Dataset extracts with box labels

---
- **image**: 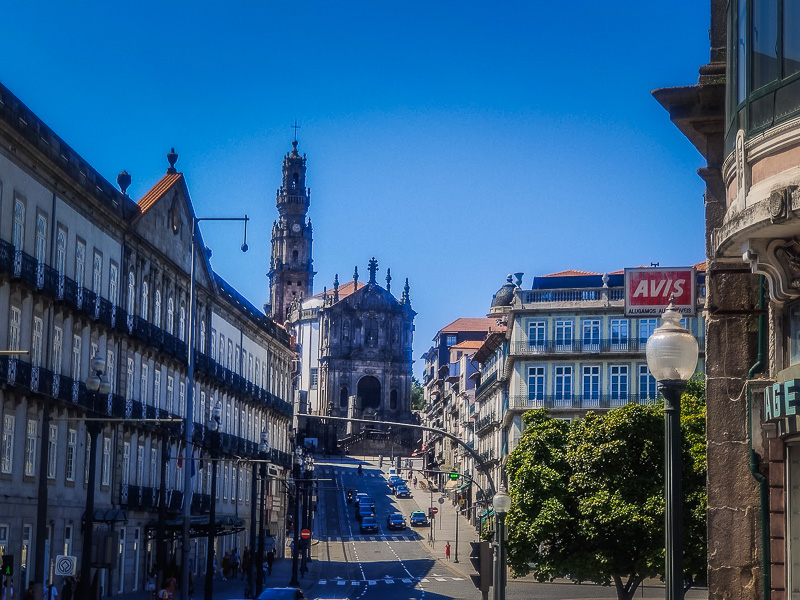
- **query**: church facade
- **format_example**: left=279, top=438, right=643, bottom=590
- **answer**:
left=269, top=140, right=416, bottom=450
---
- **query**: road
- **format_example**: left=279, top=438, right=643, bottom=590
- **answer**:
left=305, top=461, right=707, bottom=600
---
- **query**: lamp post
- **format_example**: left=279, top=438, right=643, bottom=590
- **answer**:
left=203, top=404, right=222, bottom=600
left=492, top=485, right=511, bottom=600
left=255, top=429, right=269, bottom=598
left=81, top=353, right=111, bottom=600
left=646, top=298, right=698, bottom=600
left=181, top=215, right=249, bottom=600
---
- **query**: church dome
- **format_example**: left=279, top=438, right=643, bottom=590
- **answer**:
left=492, top=275, right=517, bottom=309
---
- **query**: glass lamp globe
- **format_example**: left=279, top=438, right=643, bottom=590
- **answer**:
left=646, top=300, right=698, bottom=381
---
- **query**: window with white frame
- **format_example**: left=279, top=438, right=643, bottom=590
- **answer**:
left=609, top=319, right=628, bottom=350
left=33, top=213, right=47, bottom=265
left=608, top=365, right=629, bottom=406
left=122, top=442, right=131, bottom=485
left=100, top=436, right=111, bottom=486
left=75, top=239, right=86, bottom=287
left=139, top=360, right=150, bottom=404
left=553, top=365, right=572, bottom=404
left=140, top=280, right=150, bottom=319
left=125, top=356, right=134, bottom=400
left=8, top=306, right=22, bottom=350
left=528, top=321, right=547, bottom=347
left=581, top=319, right=600, bottom=352
left=56, top=225, right=67, bottom=277
left=0, top=413, right=16, bottom=473
left=639, top=364, right=658, bottom=400
left=64, top=429, right=78, bottom=481
left=47, top=425, right=58, bottom=479
left=31, top=317, right=44, bottom=367
left=92, top=250, right=103, bottom=294
left=528, top=365, right=545, bottom=401
left=25, top=419, right=36, bottom=477
left=581, top=365, right=600, bottom=402
left=11, top=198, right=25, bottom=250
left=71, top=335, right=81, bottom=381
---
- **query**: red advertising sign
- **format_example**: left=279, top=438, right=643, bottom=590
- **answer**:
left=625, top=267, right=697, bottom=317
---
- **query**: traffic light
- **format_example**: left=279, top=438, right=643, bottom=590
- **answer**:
left=469, top=542, right=492, bottom=598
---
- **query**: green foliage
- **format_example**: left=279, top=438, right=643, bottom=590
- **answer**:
left=506, top=382, right=706, bottom=599
left=411, top=376, right=425, bottom=410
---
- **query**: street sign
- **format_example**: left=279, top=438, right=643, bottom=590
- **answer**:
left=625, top=267, right=697, bottom=317
left=1, top=554, right=14, bottom=577
left=55, top=555, right=78, bottom=577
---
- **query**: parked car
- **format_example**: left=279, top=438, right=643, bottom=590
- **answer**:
left=386, top=513, right=406, bottom=529
left=409, top=510, right=428, bottom=527
left=361, top=515, right=379, bottom=533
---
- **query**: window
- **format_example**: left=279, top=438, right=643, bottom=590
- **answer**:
left=639, top=319, right=658, bottom=347
left=92, top=250, right=103, bottom=294
left=47, top=425, right=58, bottom=479
left=167, top=375, right=175, bottom=412
left=528, top=366, right=544, bottom=401
left=64, top=429, right=78, bottom=481
left=121, top=442, right=131, bottom=485
left=33, top=213, right=47, bottom=265
left=611, top=319, right=628, bottom=350
left=72, top=335, right=81, bottom=381
left=108, top=262, right=119, bottom=306
left=608, top=365, right=628, bottom=406
left=128, top=271, right=136, bottom=315
left=139, top=362, right=150, bottom=404
left=125, top=357, right=134, bottom=400
left=31, top=317, right=43, bottom=367
left=11, top=198, right=25, bottom=250
left=581, top=319, right=600, bottom=352
left=53, top=326, right=64, bottom=375
left=553, top=365, right=572, bottom=405
left=56, top=226, right=67, bottom=277
left=528, top=321, right=547, bottom=348
left=100, top=436, right=111, bottom=486
left=582, top=365, right=600, bottom=406
left=141, top=281, right=149, bottom=319
left=8, top=306, right=22, bottom=350
left=0, top=414, right=16, bottom=473
left=639, top=364, right=657, bottom=400
left=75, top=239, right=86, bottom=287
left=25, top=419, right=36, bottom=477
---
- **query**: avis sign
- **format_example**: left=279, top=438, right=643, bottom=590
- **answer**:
left=625, top=267, right=697, bottom=317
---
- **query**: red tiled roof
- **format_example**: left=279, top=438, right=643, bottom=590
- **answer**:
left=439, top=317, right=497, bottom=333
left=314, top=281, right=366, bottom=300
left=136, top=173, right=183, bottom=214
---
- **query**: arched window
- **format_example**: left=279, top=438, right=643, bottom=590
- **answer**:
left=142, top=281, right=148, bottom=319
left=128, top=271, right=136, bottom=315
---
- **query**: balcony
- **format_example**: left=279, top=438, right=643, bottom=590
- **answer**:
left=510, top=394, right=660, bottom=412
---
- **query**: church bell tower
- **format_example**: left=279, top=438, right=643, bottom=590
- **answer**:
left=267, top=139, right=315, bottom=323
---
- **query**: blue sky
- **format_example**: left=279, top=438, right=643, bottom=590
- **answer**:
left=0, top=0, right=709, bottom=373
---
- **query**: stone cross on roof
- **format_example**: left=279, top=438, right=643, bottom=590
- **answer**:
left=367, top=256, right=378, bottom=284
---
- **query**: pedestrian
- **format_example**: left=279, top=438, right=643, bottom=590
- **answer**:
left=267, top=548, right=275, bottom=575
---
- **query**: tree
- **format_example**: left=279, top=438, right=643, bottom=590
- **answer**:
left=411, top=376, right=425, bottom=410
left=506, top=382, right=706, bottom=600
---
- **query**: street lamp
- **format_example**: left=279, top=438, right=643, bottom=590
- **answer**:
left=492, top=485, right=511, bottom=600
left=81, top=353, right=111, bottom=600
left=203, top=403, right=222, bottom=600
left=256, top=429, right=269, bottom=598
left=646, top=298, right=698, bottom=600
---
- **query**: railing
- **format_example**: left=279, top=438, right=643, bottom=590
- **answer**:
left=510, top=394, right=658, bottom=412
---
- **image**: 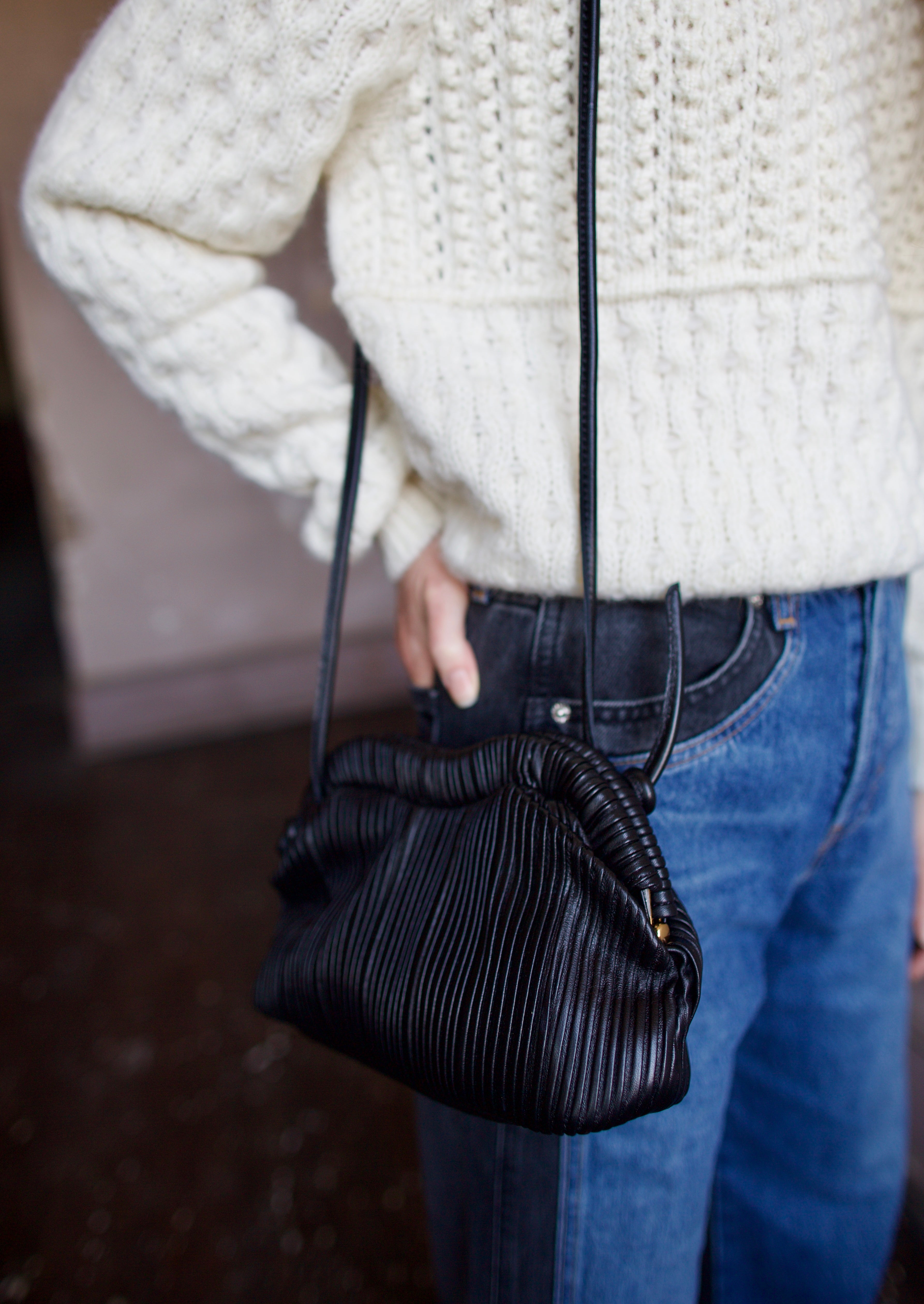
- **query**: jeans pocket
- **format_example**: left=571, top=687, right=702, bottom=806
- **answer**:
left=525, top=604, right=787, bottom=759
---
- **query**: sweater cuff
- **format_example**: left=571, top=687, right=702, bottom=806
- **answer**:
left=378, top=475, right=443, bottom=580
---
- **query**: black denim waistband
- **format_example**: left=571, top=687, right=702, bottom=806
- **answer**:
left=414, top=588, right=788, bottom=756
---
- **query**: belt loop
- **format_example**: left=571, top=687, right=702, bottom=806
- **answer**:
left=770, top=593, right=799, bottom=634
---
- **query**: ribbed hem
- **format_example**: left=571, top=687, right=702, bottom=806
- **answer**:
left=378, top=476, right=443, bottom=580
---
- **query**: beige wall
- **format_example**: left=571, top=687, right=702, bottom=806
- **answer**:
left=0, top=0, right=404, bottom=747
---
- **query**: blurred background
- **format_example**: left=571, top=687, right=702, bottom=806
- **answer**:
left=0, top=0, right=924, bottom=1304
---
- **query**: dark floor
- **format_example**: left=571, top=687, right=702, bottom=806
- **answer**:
left=0, top=451, right=924, bottom=1304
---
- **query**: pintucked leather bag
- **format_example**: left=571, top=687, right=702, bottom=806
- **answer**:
left=257, top=0, right=703, bottom=1133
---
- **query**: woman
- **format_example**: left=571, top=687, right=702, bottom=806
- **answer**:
left=24, top=0, right=924, bottom=1304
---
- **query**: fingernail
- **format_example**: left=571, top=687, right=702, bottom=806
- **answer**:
left=446, top=670, right=478, bottom=707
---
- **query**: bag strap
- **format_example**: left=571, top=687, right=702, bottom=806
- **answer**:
left=311, top=0, right=683, bottom=810
left=311, top=344, right=369, bottom=802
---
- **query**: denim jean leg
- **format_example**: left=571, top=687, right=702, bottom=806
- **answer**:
left=712, top=586, right=914, bottom=1304
left=555, top=583, right=910, bottom=1304
left=420, top=582, right=911, bottom=1304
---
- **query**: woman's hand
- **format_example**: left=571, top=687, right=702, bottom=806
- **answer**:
left=395, top=539, right=480, bottom=709
left=908, top=793, right=924, bottom=982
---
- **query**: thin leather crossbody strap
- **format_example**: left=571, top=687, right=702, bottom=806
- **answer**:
left=577, top=0, right=600, bottom=747
left=311, top=344, right=369, bottom=802
left=311, top=0, right=683, bottom=801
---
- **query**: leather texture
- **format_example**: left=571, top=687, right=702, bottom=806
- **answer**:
left=255, top=0, right=703, bottom=1133
left=257, top=734, right=701, bottom=1133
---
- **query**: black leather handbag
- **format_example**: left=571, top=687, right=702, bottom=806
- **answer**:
left=257, top=0, right=703, bottom=1133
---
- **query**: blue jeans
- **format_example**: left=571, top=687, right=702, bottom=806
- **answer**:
left=418, top=580, right=914, bottom=1304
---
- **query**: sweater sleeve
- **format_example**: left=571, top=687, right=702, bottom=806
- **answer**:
left=22, top=0, right=439, bottom=575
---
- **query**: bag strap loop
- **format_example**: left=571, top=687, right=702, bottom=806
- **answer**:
left=311, top=0, right=683, bottom=793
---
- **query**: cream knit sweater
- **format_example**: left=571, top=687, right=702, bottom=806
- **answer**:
left=24, top=0, right=924, bottom=761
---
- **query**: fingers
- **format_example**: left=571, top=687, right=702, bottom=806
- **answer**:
left=395, top=540, right=480, bottom=707
left=395, top=562, right=435, bottom=688
left=425, top=571, right=481, bottom=707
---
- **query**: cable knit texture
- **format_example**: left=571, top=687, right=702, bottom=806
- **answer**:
left=24, top=0, right=924, bottom=607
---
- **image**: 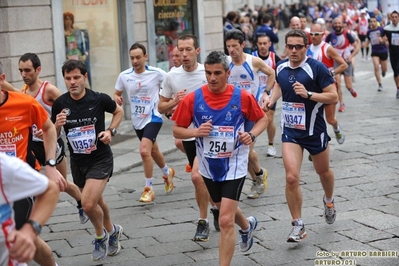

AIM
Please return the lines of the items unchanged, starting at the first line of the items and ending at the line that contains "left=181, top=215, right=249, bottom=600", with both of those lines included. Leave the pictures out of your answer.

SOLVED PROBLEM
---
- **image**: 
- **query**: church facade
- **format_example**: left=279, top=438, right=643, bottom=590
- **answer**:
left=269, top=140, right=416, bottom=450
---
- **query**: road
- **format_example**: left=279, top=438, right=643, bottom=590
- **answer**:
left=305, top=461, right=707, bottom=600
---
- **query**: lamp post
- **format_example**: left=279, top=438, right=643, bottom=590
- **answer**:
left=203, top=404, right=222, bottom=600
left=492, top=485, right=511, bottom=600
left=255, top=429, right=269, bottom=598
left=81, top=353, right=111, bottom=600
left=646, top=298, right=698, bottom=600
left=181, top=215, right=249, bottom=600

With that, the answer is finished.